Copy the material from the line with "Expected output, for every instance of the bird's head, the" through the end, replacing "shirt sleeve" with "jacket sleeve" and leaving all else unchanged.

Records from a data collection:
+ + + + + + +
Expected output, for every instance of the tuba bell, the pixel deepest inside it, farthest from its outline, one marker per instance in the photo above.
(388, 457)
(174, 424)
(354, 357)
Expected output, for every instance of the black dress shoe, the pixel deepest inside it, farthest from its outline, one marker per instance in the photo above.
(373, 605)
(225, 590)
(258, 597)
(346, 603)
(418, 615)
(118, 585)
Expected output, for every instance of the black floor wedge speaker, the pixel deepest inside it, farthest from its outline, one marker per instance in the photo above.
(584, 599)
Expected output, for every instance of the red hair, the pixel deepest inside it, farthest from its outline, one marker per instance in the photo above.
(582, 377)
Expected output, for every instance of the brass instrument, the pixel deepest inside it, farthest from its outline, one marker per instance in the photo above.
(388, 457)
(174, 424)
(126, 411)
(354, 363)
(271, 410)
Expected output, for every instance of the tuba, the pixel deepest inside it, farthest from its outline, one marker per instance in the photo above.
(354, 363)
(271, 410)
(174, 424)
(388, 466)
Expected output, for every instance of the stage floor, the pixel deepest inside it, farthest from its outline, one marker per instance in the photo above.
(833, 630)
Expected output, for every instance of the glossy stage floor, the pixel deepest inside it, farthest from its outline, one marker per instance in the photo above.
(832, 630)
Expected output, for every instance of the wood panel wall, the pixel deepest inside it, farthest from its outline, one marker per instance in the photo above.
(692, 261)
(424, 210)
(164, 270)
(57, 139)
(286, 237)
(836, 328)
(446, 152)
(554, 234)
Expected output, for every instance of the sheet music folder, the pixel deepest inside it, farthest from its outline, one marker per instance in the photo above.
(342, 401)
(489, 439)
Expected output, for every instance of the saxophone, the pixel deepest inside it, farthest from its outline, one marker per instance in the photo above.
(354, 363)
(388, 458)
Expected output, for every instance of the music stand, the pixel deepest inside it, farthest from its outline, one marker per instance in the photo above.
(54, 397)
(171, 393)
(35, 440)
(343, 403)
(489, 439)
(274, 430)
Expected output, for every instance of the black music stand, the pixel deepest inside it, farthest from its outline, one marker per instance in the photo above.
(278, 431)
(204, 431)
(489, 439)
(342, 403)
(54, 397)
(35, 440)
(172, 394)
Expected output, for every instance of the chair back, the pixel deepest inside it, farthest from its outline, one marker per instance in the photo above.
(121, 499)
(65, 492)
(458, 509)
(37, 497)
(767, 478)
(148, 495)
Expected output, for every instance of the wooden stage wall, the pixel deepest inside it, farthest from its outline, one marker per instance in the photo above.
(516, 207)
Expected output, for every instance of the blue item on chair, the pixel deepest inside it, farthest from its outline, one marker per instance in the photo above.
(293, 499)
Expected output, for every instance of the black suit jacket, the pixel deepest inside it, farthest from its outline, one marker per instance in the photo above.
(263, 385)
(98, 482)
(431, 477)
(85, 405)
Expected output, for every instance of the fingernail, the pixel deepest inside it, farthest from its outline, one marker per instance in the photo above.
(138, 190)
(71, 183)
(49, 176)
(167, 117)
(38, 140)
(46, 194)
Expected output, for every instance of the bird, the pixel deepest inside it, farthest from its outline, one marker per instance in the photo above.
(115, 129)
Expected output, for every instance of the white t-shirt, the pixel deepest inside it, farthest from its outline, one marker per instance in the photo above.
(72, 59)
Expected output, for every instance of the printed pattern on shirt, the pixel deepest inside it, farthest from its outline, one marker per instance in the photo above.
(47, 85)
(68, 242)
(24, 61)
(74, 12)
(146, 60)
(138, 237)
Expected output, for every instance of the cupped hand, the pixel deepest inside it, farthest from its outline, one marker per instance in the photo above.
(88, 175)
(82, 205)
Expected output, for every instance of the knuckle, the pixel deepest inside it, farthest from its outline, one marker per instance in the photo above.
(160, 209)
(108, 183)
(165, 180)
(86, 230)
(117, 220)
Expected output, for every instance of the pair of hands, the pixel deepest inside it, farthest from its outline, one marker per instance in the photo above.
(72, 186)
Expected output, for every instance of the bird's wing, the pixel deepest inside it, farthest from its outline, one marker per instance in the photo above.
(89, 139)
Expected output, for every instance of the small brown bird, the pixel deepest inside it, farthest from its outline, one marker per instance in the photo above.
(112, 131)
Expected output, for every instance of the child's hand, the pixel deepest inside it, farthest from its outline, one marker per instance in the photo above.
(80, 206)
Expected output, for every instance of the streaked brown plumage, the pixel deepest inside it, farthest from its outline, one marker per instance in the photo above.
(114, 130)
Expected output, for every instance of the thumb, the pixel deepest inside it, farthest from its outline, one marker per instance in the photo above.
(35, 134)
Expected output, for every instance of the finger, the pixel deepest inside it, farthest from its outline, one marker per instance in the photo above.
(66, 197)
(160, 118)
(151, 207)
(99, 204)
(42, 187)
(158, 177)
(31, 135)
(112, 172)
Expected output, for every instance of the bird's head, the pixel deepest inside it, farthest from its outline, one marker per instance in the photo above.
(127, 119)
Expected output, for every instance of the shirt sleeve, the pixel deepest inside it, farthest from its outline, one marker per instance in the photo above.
+ + + + + + +
SOLUTION TO THE EXERCISE:
Expected output, for every instance of the bird's head, the pixel deepest inside it, farthest from its outline, one marker per instance in the photo above.
(127, 119)
Expected output, for every instance of the jacket sleeve, the pixel deepest inside it, farthest from its outline, one marker per instance in the photo above.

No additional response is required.